- **REQUIRED WORK**: Copy nothing from the entries below except the lines from the one containing "negative clicks: (1771, 631) (1872, 658)" through the one containing "positive clicks: (1776, 671) (1747, 696)", and copy those exactly.

##### RECORDS FOR THE TASK

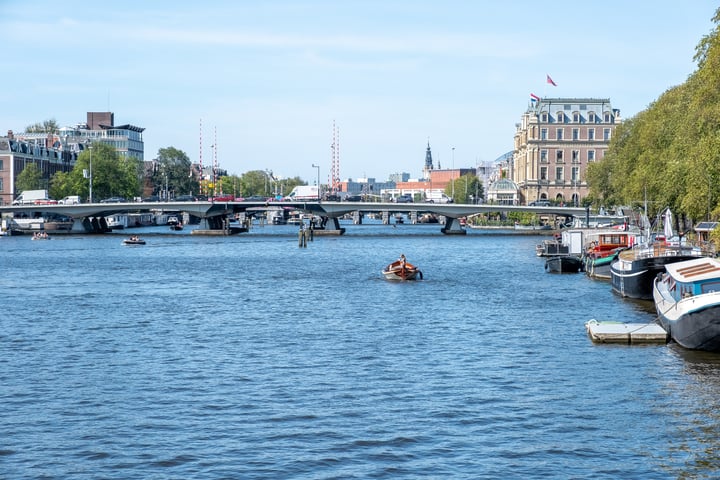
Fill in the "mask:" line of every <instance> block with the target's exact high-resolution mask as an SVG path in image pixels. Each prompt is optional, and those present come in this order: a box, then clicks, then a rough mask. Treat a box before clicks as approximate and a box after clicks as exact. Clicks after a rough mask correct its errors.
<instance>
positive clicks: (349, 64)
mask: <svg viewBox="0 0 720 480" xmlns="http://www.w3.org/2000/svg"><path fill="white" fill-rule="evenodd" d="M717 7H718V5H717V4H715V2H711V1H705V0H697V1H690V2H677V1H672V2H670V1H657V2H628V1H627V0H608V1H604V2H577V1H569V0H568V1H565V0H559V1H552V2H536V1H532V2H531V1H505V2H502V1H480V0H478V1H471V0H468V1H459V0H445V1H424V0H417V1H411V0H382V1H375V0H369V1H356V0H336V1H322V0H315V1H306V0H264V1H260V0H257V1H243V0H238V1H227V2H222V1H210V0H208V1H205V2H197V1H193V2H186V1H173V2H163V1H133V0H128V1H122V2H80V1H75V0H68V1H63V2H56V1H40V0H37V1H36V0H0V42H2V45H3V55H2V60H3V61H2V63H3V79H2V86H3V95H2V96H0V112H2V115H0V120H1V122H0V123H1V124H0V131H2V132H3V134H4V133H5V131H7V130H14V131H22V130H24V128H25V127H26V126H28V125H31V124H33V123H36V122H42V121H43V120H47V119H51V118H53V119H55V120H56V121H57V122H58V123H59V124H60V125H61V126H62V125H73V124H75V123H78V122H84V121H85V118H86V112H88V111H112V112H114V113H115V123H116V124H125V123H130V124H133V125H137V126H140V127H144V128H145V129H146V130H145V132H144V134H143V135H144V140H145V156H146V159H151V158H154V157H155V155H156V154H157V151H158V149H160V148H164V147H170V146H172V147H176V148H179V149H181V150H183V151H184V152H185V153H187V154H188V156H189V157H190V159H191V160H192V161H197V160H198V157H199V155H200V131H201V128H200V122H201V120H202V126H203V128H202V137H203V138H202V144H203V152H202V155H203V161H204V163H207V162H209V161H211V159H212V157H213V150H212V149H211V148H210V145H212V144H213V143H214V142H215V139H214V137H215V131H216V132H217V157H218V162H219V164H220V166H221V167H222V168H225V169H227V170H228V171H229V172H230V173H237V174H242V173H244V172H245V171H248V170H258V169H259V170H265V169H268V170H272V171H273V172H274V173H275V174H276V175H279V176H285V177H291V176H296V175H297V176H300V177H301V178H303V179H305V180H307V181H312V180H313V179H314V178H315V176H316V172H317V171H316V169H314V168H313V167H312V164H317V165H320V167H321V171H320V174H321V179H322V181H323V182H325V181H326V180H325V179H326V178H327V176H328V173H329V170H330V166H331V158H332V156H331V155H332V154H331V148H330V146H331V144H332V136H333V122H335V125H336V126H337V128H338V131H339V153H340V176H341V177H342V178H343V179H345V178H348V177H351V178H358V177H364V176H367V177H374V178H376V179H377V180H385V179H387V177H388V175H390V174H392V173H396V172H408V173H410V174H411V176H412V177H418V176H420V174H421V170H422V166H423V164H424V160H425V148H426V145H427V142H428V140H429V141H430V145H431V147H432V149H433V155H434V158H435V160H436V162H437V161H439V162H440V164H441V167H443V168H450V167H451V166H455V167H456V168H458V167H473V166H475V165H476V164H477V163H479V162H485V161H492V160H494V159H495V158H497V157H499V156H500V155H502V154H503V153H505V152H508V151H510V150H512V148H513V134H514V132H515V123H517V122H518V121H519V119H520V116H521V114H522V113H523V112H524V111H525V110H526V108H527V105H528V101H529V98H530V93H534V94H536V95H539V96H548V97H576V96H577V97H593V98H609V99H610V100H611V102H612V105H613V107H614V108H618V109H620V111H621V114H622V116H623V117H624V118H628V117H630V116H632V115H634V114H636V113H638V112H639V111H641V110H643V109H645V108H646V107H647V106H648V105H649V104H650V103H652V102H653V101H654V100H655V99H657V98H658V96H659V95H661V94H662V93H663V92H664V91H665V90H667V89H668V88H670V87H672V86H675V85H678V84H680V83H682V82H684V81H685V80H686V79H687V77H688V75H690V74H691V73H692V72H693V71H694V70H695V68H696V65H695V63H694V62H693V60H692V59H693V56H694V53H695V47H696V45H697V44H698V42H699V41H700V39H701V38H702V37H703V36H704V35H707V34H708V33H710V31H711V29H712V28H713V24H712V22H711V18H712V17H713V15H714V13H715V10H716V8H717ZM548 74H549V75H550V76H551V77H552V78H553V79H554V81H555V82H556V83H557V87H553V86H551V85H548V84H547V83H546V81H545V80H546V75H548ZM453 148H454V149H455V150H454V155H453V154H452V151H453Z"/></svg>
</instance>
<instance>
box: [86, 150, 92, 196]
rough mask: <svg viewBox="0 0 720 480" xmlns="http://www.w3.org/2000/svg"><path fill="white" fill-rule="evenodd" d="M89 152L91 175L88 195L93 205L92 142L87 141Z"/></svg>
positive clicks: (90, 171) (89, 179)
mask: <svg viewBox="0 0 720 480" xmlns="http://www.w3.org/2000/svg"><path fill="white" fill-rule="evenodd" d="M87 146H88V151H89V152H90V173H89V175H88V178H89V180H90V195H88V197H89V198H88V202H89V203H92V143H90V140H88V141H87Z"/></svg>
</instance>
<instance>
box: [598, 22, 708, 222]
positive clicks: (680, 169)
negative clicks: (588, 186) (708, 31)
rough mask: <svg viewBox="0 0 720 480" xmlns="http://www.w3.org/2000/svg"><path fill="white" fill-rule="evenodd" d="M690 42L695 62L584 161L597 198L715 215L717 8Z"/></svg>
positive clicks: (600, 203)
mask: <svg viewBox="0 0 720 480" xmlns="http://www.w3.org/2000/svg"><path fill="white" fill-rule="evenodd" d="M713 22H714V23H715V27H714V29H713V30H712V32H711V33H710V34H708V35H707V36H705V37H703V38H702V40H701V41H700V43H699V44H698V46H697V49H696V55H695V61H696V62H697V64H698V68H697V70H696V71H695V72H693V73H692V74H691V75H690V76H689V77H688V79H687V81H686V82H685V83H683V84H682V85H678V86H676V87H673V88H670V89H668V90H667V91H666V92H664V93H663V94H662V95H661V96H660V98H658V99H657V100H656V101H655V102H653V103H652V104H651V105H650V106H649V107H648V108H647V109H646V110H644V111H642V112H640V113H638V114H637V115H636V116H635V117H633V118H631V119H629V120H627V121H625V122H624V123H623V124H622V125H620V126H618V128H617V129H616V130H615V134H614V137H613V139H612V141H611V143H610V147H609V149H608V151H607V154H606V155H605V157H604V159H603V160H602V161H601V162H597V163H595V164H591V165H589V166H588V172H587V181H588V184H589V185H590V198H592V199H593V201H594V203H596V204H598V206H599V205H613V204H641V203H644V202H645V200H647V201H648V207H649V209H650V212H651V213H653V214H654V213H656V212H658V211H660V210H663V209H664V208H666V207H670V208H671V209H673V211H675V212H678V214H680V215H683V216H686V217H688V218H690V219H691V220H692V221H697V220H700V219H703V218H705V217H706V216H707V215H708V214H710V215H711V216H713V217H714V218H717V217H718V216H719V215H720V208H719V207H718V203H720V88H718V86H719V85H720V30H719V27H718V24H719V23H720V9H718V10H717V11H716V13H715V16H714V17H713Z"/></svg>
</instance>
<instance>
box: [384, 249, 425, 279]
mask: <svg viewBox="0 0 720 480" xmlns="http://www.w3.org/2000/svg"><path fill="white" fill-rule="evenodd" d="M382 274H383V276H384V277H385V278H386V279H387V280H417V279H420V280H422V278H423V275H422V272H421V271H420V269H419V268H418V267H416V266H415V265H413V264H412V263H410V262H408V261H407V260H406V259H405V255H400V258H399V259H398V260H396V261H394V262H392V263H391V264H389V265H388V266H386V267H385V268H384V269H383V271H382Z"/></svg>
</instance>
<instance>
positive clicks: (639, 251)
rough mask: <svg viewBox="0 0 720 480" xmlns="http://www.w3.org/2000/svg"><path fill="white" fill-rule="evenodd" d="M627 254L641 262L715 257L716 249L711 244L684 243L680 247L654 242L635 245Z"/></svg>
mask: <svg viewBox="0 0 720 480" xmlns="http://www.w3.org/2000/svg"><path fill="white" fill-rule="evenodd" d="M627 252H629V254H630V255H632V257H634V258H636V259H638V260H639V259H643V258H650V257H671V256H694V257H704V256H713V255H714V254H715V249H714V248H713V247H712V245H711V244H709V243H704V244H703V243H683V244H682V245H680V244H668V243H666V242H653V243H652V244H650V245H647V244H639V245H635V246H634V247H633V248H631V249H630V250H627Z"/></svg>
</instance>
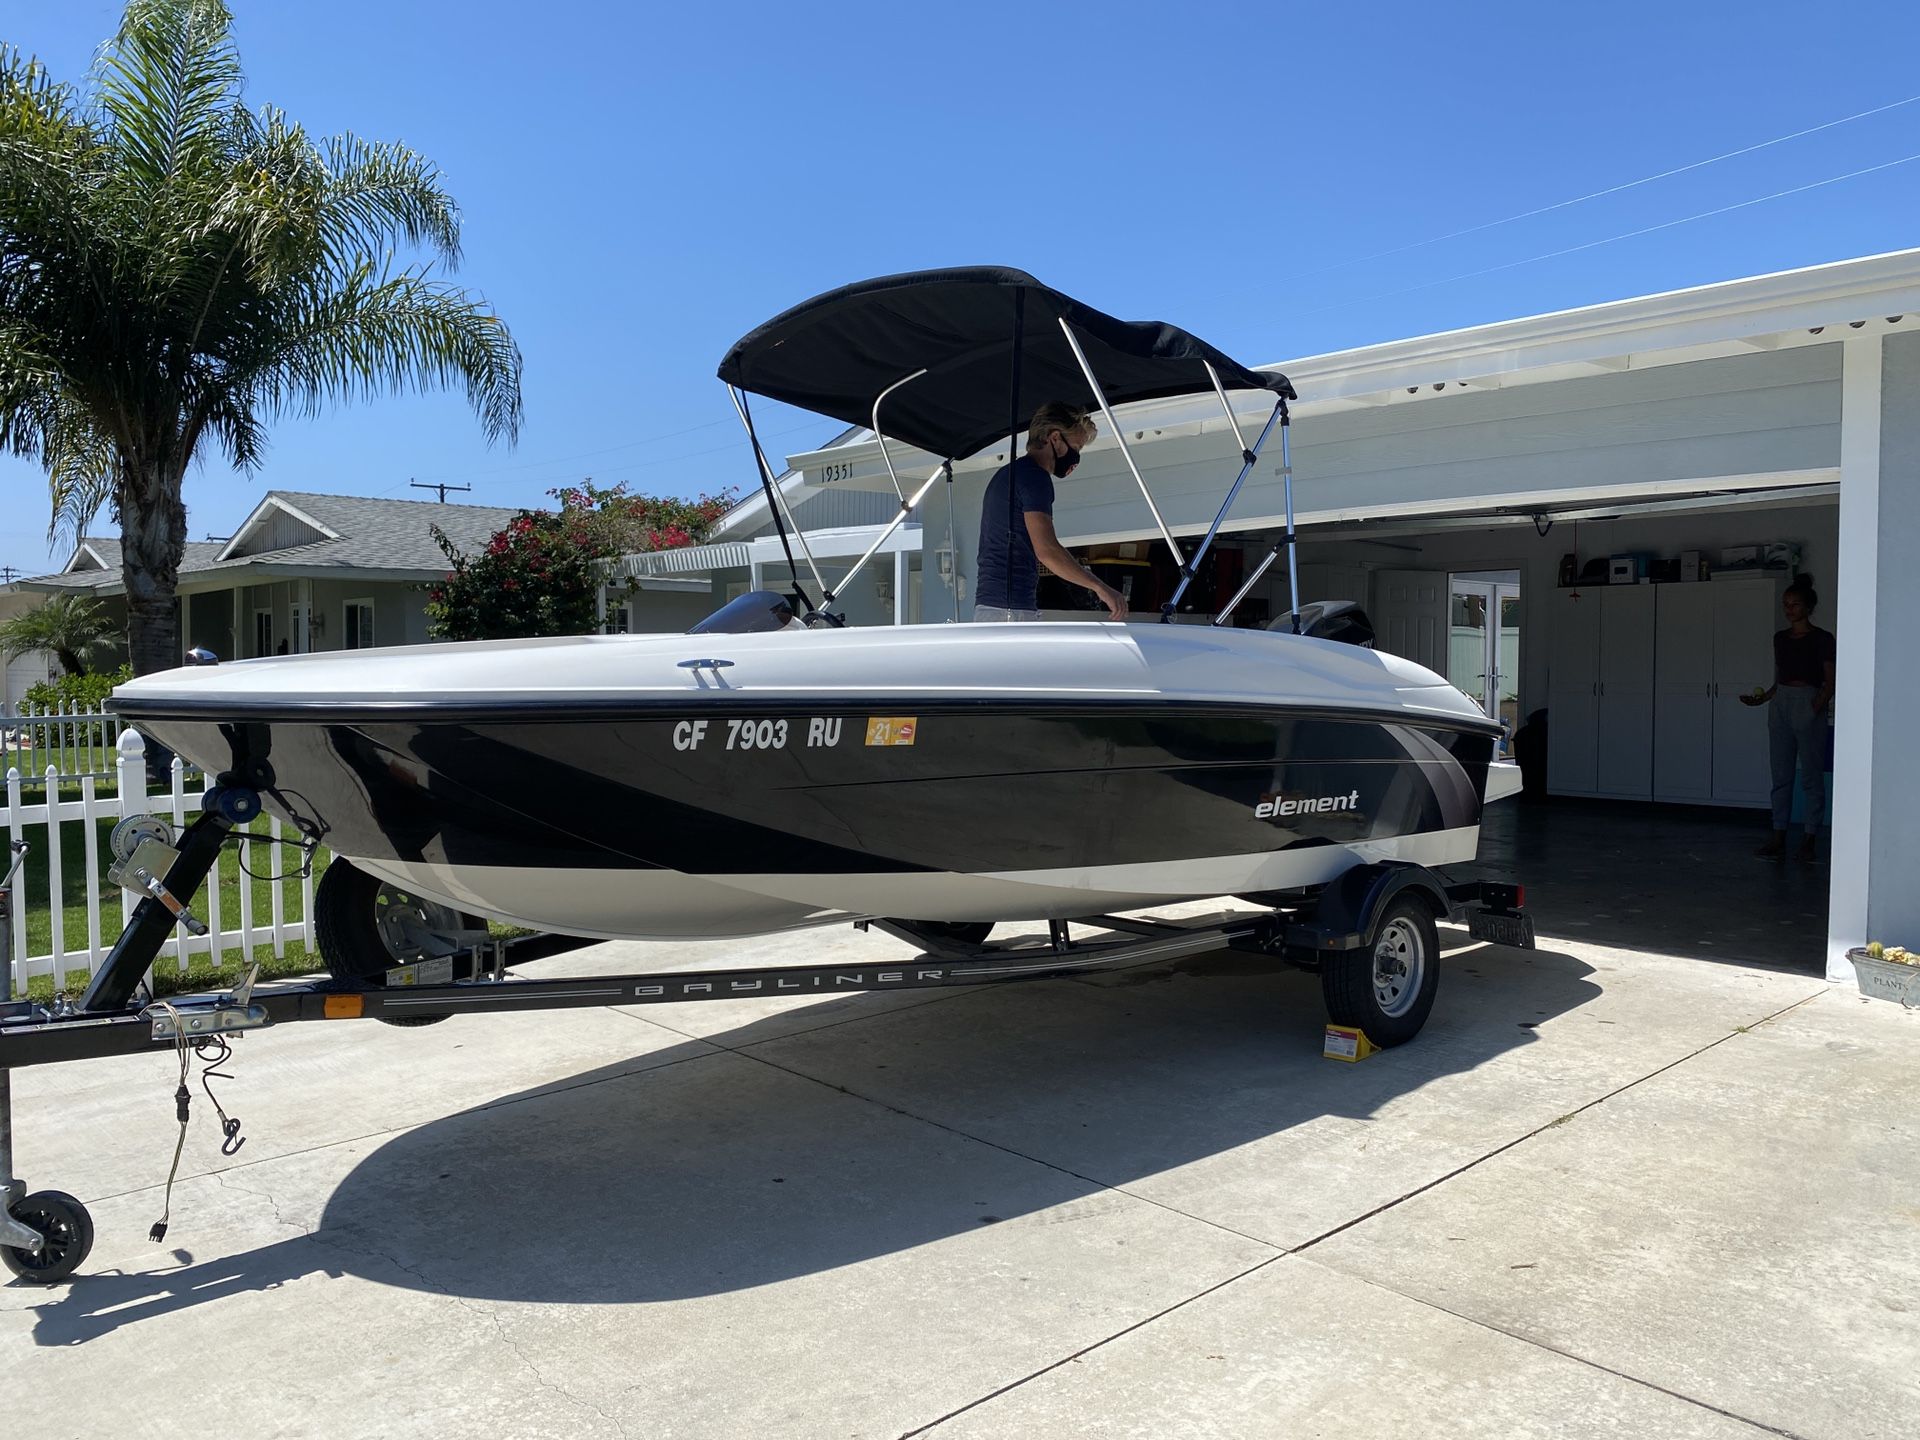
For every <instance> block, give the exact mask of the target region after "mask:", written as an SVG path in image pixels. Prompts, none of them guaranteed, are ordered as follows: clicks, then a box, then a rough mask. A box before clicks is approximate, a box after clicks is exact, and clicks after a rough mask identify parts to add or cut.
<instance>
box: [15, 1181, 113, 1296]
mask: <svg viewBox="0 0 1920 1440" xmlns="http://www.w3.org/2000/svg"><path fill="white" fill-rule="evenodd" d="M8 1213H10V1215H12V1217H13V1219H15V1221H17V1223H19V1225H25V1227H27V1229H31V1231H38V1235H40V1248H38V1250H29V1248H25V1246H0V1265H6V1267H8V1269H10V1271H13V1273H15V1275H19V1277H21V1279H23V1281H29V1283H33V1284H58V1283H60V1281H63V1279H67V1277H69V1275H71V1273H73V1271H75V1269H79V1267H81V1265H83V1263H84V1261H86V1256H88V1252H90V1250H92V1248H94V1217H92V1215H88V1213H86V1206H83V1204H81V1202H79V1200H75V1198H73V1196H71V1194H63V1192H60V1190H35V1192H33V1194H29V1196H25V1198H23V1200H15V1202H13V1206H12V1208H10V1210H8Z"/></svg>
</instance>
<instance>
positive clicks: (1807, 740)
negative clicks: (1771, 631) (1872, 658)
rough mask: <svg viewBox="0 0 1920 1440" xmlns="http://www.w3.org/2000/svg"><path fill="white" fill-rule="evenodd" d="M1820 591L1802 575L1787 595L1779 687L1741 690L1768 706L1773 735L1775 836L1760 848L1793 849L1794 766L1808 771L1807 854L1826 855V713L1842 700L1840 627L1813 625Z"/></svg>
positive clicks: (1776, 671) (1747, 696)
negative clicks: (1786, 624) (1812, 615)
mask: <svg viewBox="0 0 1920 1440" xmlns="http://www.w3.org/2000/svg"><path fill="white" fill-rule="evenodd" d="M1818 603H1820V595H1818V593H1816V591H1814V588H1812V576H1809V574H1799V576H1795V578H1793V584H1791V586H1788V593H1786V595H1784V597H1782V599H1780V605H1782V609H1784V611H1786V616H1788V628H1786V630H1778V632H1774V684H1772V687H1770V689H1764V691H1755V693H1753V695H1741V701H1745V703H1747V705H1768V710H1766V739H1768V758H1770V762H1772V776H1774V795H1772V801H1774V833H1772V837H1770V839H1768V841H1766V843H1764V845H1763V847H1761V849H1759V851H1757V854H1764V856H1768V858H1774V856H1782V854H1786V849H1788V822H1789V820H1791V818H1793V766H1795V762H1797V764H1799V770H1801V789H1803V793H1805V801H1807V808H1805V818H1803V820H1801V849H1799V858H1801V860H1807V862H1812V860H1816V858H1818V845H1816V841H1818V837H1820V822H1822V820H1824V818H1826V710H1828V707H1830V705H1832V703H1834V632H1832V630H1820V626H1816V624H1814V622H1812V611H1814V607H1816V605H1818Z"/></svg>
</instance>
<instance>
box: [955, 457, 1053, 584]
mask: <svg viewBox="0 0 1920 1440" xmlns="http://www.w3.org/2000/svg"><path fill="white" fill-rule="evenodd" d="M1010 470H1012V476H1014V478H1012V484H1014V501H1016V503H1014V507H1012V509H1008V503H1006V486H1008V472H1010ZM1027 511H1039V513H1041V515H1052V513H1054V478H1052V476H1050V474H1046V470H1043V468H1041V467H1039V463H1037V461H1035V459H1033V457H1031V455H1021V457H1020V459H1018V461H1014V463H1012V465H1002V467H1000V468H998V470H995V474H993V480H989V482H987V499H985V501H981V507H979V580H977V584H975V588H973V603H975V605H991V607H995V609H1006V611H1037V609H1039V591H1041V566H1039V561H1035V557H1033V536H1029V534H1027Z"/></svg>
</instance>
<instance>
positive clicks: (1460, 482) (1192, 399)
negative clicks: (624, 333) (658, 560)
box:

##########

- **SOLUTION FOR THIS TASK**:
negative clicks: (1771, 631) (1872, 658)
rough mask: <svg viewBox="0 0 1920 1440" xmlns="http://www.w3.org/2000/svg"><path fill="white" fill-rule="evenodd" d="M1820 591L1802 575L1787 595L1779 687L1741 690L1768 706L1773 735L1775 836L1760 848L1793 849L1794 766L1808 771L1807 854L1826 855V713L1842 700L1840 627L1813 625Z"/></svg>
positive clicks: (1776, 671) (1747, 696)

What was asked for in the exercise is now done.